## PASSAGE SHOWN
*** Block opens ***
People who are overweight are often counseled by their physicians to lose the extra pounds. But does such advice do any good? A new study suggests that it depends on the way it is offered.

Cajoling and coaxing, scolding and reproach are all ineffective, the researchers found. But collaborative discussion may actually work.

The researchers recorded conversations between 40 primary-care doctors and 461 of their overweight or obese patients over an 18-month period ending in June 2008. They noted whether any of three weight-related subjects came up: nutrition, physical activity, or weight and body mass index. Then they followed up three months later to see if the talk about weight actually resulted in any weight loss.

Most of the doctors brought up the subject of weight, and 320 of the 461 patients listened to at least some discussion of the problem. Then, after noting the amount of time the doctors spent on the subject, the researchers used a well-tested scale to rate the conversation’s motivational content.

Motivational interviewing is an approach that enlists patients’ own drive for change, and emphasizes that change can come only from the patient, not from the doctor. It accepts patients’ weaknesses, praises success and puts the doctor and patient in a collaborative effort.

A nonmotivational talk, by contrast, typically includes confronting, judging, persuading and offering advice without having been asked for it. According to background information in the article, which appears in the October issue of The American Journal of Preventive Medicine, motivational interviewing has been found effective for reducing alcohol use and smoking, and has shown some promise in weight loss.
*** Block closes ***
## SOURCE DATA
*** Block opens ***
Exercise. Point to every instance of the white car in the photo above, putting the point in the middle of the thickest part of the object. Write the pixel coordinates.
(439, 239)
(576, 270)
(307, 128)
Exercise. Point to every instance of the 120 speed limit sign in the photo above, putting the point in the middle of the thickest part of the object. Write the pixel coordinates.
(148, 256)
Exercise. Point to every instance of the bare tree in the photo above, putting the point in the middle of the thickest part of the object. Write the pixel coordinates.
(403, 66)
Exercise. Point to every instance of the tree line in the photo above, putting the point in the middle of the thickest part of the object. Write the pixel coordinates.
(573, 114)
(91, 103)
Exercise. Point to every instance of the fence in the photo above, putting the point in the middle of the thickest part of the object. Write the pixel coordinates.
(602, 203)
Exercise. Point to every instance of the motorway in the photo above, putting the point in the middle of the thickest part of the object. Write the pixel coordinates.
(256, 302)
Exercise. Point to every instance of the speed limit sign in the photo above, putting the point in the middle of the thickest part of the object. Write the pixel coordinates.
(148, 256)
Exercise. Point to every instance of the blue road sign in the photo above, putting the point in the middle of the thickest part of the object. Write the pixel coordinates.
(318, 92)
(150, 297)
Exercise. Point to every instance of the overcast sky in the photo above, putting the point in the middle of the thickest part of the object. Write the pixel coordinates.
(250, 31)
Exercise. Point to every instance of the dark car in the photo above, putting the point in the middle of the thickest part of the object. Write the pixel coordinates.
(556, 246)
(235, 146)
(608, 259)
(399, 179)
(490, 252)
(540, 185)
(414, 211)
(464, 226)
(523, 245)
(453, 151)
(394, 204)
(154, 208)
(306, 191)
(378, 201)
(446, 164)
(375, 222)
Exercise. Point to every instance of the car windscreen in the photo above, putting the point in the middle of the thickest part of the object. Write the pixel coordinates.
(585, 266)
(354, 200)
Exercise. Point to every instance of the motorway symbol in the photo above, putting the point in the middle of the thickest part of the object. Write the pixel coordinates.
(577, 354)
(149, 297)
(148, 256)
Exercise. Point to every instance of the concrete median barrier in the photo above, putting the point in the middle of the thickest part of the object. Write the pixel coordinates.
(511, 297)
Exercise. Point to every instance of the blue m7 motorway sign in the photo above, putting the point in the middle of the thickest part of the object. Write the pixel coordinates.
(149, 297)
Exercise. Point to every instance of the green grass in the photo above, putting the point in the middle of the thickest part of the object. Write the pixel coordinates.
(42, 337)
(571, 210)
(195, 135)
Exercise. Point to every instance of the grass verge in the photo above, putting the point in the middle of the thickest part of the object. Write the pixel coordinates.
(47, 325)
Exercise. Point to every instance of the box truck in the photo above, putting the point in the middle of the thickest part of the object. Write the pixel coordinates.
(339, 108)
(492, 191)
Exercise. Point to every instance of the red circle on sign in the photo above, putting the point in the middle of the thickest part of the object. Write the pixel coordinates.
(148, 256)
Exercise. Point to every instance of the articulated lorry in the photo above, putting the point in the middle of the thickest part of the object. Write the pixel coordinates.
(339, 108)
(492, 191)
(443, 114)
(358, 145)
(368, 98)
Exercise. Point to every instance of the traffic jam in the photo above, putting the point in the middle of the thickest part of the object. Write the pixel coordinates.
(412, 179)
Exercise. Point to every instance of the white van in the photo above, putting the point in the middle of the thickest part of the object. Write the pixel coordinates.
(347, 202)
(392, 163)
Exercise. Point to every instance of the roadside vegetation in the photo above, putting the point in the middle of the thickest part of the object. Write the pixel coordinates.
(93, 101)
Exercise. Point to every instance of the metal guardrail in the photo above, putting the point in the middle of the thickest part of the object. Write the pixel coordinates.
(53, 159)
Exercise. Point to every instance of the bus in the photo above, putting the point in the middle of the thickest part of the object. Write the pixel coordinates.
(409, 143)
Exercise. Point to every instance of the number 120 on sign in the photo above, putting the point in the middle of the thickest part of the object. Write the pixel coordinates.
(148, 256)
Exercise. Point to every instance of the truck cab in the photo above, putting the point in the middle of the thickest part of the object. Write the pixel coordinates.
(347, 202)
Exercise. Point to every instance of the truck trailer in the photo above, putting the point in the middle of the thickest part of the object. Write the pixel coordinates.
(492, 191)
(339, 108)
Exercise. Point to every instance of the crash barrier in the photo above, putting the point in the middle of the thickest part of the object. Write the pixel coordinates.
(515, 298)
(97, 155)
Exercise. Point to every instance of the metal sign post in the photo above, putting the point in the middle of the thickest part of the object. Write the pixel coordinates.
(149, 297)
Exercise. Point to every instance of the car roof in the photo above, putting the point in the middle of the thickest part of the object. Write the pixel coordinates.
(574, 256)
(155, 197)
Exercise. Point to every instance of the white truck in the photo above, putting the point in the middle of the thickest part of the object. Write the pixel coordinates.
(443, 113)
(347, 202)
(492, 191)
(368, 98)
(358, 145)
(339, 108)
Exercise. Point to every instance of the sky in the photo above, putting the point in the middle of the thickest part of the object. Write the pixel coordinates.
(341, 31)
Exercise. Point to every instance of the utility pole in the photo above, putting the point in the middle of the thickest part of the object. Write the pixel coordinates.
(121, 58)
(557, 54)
*** Block closes ***
## BRIEF 1
Retype the article on doctors' weight advice word for word, starting at "The researchers recorded" and ending at "conversation’s motivational content.".
## BRIEF 2
In the article on doctors' weight advice, how many primary-care doctors had their conversations with patients recorded?
## BRIEF 3
Carry on writing the article on doctors' weight advice from the point where it stops.

## EXPECTED ANSWER 1
The researchers recorded conversations between 40 primary-care doctors and 461 of their overweight or obese patients over an 18-month period ending in June 2008. They noted whether any of three weight-related subjects came up: nutrition, physical activity, or weight and body mass index. Then they followed up three months later to see if the talk about weight actually resulted in any weight loss.

Most of the doctors brought up the subject of weight, and 320 of the 461 patients listened to at least some discussion of the problem. Then, after noting the amount of time the doctors spent on the subject, the researchers used a well-tested scale to rate the conversation’s motivational content.

## EXPECTED ANSWER 2
40

## EXPECTED ANSWER 3
Statistical analysis showed no significant difference between the patients who had discussed the weight problem with their doctors and those who had not. Three months later, most patients were almost exactly the same weight or heavier.

But looking only at the 320 patients who had discussed weight, they found that a motivational interview was associated with a significant weight loss — 3.5 pounds more than those who had had a nonmotivational conversation. The difference persisted even after controlling for age, race, sex, economic status, educational level, general health and other factors.

Dr. Nicolas Rodondi, an assistant professor of medicine at the University of Lausanne in Switzerland, who has published widely on weight and health but was not involved in the current work, called the study “good and interesting.” But he hesitated when asked about the enduring effect of motivational interviewing.

“The timing of three months is instructive,” he said, “but it remains to be proven whether it will translate to long-term weight loss.”

The lead researcher, Kathryn I. Pollak, an associate professor of community and family medicine at Duke, pointed out that most of what doctors say to patients is expert advice, offered prescriptively: take this pill, rest in bed, call me in the morning. But this kind of direction does not work to change behavior.

“When it comes to behavior change, the patient is the expert, not the doctor,” she said. “The whole point is to help the patient solve the problem himself. Doctors have to see the difference between behavioral counseling and the rest of their job.”

Neither patients nor doctors knew at the outset that the study was about weight, and the sample was fairly large — two factors that lend strength to the conclusions. On the other hand, the observational design, the fact that medication use was not tracked, and the lack of younger and lower-income patients limit the conclusions that can be drawn.

Also, the authors acknowledge that a three-month study says nothing about the effectiveness of motivational interviewing over the long term.

Dr. Pollak said there was no question that doctors paid attention to the problem — in this study, the doctors who mentioned weight spent almost 15 percent of their time on the subject.

“Doctors are hearing the message that they need to do something,” she said. “They’re trying, but they’re not doing it right.”